------ DOCUMENT SECTION
# Total Lunar Eclipse - Extreme Brightness Afterward - January 20-21



## Curt Renz (May 22, 2017)

A Total Lunar Eclipse can be seen by those with clear skies in the Americas during the evening of Sunday 2019 JAN 20. Many in Europe should be able to witness totality during the predawn hours of Monday 2019 JAN 21.

I've calculated that after the Moon leaves the penumbra it will be the brightest Moon since 2001 JAN 09-10 and until 2096 NOV 29-30. This is due to the confluence of the Moon being near Perigee, Perihelion and Ecliptic. Some in the media have been hyping this as a so-called SuperMoon for being near Perigee. But they have been overlooking the Perihelion and Ecliptic factors that will make this Full Moon especially bright when just outside of the Earth's shadow.
------------
------ SUPPLIED DATA
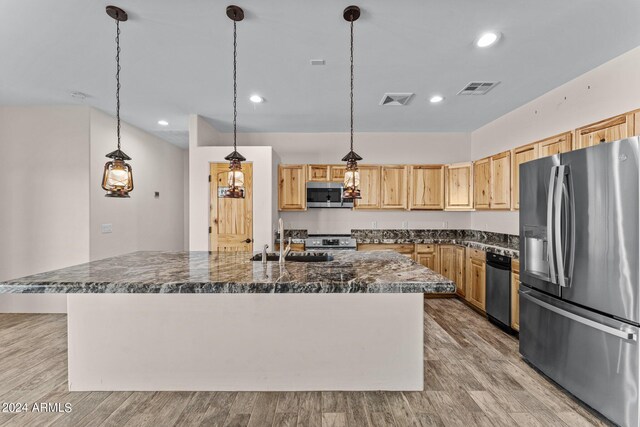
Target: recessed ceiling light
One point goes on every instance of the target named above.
(487, 39)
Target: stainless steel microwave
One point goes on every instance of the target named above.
(326, 195)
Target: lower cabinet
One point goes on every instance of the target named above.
(476, 271)
(515, 302)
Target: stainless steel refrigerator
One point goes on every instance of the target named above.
(579, 270)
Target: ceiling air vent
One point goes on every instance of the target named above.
(478, 88)
(396, 98)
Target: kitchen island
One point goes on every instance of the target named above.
(218, 321)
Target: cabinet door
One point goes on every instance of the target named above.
(336, 173)
(318, 172)
(555, 145)
(369, 188)
(292, 188)
(394, 187)
(482, 183)
(476, 270)
(521, 155)
(501, 181)
(461, 283)
(426, 187)
(459, 187)
(607, 130)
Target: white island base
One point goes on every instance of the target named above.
(245, 342)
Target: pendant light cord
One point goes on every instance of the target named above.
(235, 88)
(118, 79)
(352, 83)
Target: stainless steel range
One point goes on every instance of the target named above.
(330, 241)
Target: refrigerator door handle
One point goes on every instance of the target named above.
(629, 336)
(557, 226)
(550, 248)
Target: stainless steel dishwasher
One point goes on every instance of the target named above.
(498, 282)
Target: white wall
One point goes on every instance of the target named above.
(376, 148)
(605, 91)
(141, 222)
(201, 155)
(44, 212)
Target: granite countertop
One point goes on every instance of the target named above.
(227, 272)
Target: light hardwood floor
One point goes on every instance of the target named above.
(473, 376)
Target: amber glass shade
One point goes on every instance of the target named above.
(117, 179)
(351, 182)
(235, 181)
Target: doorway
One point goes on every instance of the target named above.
(230, 220)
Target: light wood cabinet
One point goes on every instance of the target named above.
(521, 155)
(607, 130)
(501, 181)
(426, 187)
(336, 173)
(459, 187)
(427, 255)
(369, 188)
(482, 183)
(452, 266)
(515, 301)
(476, 271)
(394, 187)
(555, 145)
(318, 173)
(292, 188)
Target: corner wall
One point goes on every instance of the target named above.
(610, 89)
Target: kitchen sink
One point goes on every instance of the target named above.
(297, 257)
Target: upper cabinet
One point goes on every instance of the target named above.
(555, 145)
(482, 183)
(459, 187)
(369, 187)
(394, 187)
(501, 181)
(607, 130)
(426, 187)
(520, 156)
(318, 172)
(292, 187)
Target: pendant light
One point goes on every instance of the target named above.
(352, 174)
(235, 177)
(117, 179)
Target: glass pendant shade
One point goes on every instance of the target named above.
(117, 179)
(235, 181)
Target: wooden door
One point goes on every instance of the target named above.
(336, 173)
(231, 220)
(501, 181)
(460, 277)
(426, 187)
(394, 187)
(482, 183)
(369, 188)
(521, 155)
(459, 187)
(515, 303)
(607, 130)
(318, 173)
(555, 145)
(292, 191)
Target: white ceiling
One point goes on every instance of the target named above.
(176, 59)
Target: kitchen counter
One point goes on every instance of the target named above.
(226, 272)
(199, 321)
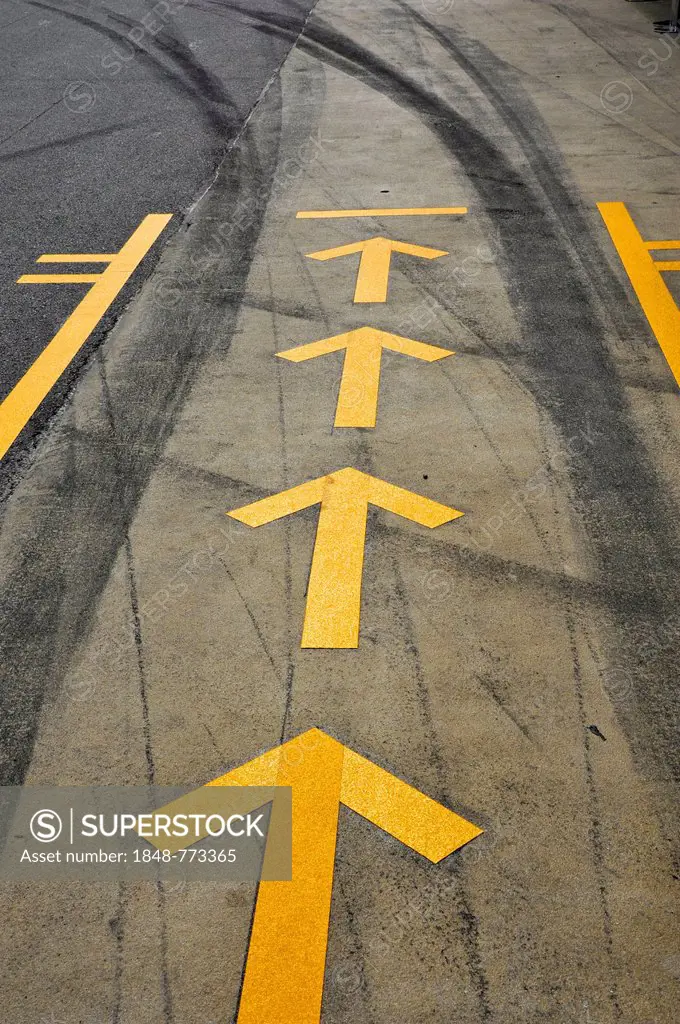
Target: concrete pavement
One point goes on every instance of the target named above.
(516, 664)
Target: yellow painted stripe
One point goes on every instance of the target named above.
(58, 279)
(284, 978)
(652, 293)
(373, 274)
(409, 815)
(414, 211)
(334, 594)
(357, 397)
(25, 398)
(76, 258)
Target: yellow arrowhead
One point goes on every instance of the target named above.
(374, 264)
(334, 593)
(284, 978)
(357, 398)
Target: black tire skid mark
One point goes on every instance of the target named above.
(559, 293)
(199, 84)
(76, 530)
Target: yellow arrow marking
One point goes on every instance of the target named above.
(643, 270)
(38, 381)
(374, 264)
(284, 979)
(334, 593)
(357, 398)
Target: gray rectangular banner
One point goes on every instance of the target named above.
(226, 834)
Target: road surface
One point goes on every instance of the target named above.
(479, 592)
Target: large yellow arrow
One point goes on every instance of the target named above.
(374, 265)
(334, 593)
(357, 398)
(284, 979)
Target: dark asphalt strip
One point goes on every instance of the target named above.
(78, 523)
(166, 104)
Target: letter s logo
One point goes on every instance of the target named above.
(45, 825)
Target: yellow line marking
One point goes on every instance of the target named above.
(407, 211)
(76, 258)
(27, 395)
(653, 295)
(334, 594)
(57, 279)
(357, 398)
(284, 978)
(374, 264)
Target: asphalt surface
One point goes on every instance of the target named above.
(99, 127)
(516, 664)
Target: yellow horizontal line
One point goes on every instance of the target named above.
(57, 279)
(423, 211)
(76, 258)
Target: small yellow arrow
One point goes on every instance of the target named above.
(334, 593)
(374, 264)
(284, 978)
(357, 398)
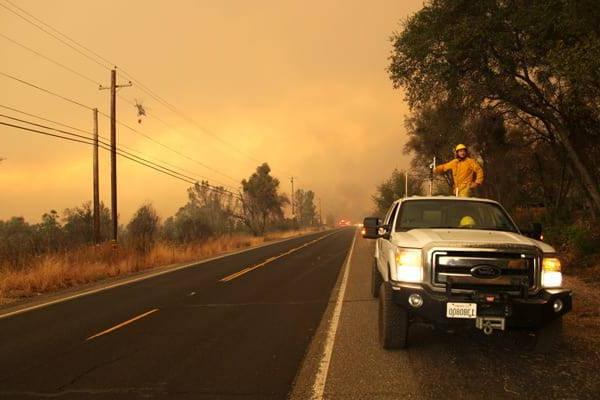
------------
_REQUIREMENTS_
a – What does the lunar eclipse post say, summed up in two sentences?
b – Could you carry the lunar eclipse post forward from its final sentence?
These records have nothing to do with the lunar eclipse post.

_RESPONSES TO THE TASKS_
a – A total lunar eclipse will be visible from the Americas on the evening of Sunday, January 20, 2019, and from much of Europe before dawn on Monday, January 21. By the poster's calculation, once the Moon leaves the penumbra it will be the brightest since January 2001 and until November 2096, because it will be near perigee, perihelion and the ecliptic, the last two being factors that media coverage of the "SuperMoon" has overlooked.

b –
Below is a link to my Moon webpage. It includes a preview graphic for the eclipse as seen against an imaginary blue wall to make the shadow fully apparent. The predicted event timings are in CST (UT-6), but will occur at essentially the same real time for all observers experiencing nighttime. The depicted orientation and Moon altitudes are for an observer in Chicago.

Photos and descriptions of the eclipse would be welcome additions to this thread.

Link: https://www.CurtRenz.com/moon.html


----------



## GDN (Oct 30, 2017)

Browsing threads - great reminder for tonight.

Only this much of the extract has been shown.